**Excerpt**
Colony counting with minimum size and automated threshold (optional, not included in timing)
Modify your function from the previous exercise for colony counting to (i) exclude objects smaller than a specified size and (ii) use an automated thresholding approach, e.g. Otsu, to mask the colonies.
Here is a modified function with the requested features. Note when calculating the Otsu threshold we don’t include the very bright pixels outside the dish.
PYTHON
def count_colonies_enhanced(image_filename, sigma=1.0, min_colony_size=10, connectivity=2):
bacteria_image = iio.imread(image_filename)
gray_bacteria = ski.color.rgb2gray(bacteria_image)
blurred_image = ski.filters.gaussian(gray_bacteria, sigma=sigma)
# create mask excluding the very bright pixels outside the dish
# we dont want to include these when calculating the automated threshold
mask = blurred_image < 0.90
# calculate an automated threshold value within the dish using the Otsu method
t = ski.filters.threshold_otsu(blurred_image[mask])
# update mask to select pixels both within the dish and less than t
mask = np.logical_and(mask, blurred_image < t)

**Brief**
Pick up the colony-counting excerpt after its last line and keep writing it. The records that come next are separate material, unconnected to the colony-counting excerpt.

**Information shown**
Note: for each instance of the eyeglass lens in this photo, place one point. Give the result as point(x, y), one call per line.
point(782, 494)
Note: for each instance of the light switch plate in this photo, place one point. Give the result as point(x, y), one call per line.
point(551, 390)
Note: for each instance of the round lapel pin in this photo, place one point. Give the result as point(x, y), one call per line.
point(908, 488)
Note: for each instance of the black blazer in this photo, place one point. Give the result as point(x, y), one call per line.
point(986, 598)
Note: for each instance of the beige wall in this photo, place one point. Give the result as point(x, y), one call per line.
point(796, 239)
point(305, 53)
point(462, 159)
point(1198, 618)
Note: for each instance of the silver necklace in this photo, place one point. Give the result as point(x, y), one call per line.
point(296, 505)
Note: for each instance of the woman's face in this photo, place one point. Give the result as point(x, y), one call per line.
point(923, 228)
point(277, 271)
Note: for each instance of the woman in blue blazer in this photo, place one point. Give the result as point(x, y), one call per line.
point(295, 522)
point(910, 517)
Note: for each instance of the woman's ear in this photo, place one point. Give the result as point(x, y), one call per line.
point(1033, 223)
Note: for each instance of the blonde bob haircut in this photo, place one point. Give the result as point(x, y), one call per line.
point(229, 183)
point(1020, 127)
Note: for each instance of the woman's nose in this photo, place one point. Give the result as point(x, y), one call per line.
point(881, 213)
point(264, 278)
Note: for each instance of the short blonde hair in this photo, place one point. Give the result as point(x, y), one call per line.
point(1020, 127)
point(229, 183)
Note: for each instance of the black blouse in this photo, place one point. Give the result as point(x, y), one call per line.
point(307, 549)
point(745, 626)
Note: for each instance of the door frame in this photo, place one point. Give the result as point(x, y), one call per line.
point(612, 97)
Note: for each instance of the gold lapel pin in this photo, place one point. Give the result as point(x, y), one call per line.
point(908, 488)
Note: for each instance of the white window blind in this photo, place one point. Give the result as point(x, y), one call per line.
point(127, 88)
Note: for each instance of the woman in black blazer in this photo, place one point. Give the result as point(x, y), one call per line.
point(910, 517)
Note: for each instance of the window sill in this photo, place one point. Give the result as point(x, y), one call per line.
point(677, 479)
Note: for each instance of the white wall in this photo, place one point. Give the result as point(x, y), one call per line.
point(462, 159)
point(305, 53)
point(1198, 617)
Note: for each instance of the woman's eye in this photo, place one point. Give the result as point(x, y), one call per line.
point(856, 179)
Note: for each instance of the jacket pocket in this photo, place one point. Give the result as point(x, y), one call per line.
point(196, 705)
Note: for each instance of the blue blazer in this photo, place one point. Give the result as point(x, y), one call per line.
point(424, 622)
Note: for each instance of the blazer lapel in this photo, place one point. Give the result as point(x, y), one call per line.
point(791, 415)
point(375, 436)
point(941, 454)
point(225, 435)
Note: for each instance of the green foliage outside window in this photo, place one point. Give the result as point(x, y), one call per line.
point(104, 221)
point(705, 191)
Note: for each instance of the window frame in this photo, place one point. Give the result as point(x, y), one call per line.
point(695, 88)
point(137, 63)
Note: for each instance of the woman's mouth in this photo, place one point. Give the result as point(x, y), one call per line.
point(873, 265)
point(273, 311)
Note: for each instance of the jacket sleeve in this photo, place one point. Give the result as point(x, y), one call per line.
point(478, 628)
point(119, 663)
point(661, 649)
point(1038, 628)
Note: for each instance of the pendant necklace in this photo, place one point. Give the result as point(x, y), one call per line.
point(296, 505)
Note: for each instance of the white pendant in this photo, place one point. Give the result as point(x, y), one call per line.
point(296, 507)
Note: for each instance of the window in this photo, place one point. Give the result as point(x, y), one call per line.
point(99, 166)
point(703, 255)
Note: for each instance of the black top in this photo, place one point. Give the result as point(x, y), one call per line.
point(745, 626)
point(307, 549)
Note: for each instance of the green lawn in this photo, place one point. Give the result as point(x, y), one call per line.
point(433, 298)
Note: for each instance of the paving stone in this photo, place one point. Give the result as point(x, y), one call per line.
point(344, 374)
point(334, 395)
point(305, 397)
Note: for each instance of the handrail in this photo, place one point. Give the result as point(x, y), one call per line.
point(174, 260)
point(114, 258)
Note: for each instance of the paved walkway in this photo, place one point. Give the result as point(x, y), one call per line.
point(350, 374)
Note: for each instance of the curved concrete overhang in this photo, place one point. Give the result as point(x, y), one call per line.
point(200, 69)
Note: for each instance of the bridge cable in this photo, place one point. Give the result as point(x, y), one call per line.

**Exercise answer**
# remove objects smaller than specified area
mask = ski.morphology.remove_small_objects(mask, min_size=min_colony_size)
labeled_image, count = ski.measure.label(mask, return_num=True)
print(f"There are {count} colonies in {image_filename}")
colored_label_image = ski.color.label2rgb(labeled_image, bg_label=0)
summary_image = ski.color.gray2rgb(gray_bacteria)
summary_image[mask] = colored_label_image[mask]
fig, ax = plt.subplots()
ax.imshow(summary_image)
Key Points
- Using thresholding, connected component analysis and other tools we can automatically segment images of bacterial colonies.
- These methods are useful for many scientific problems, especially those involving morphometrics.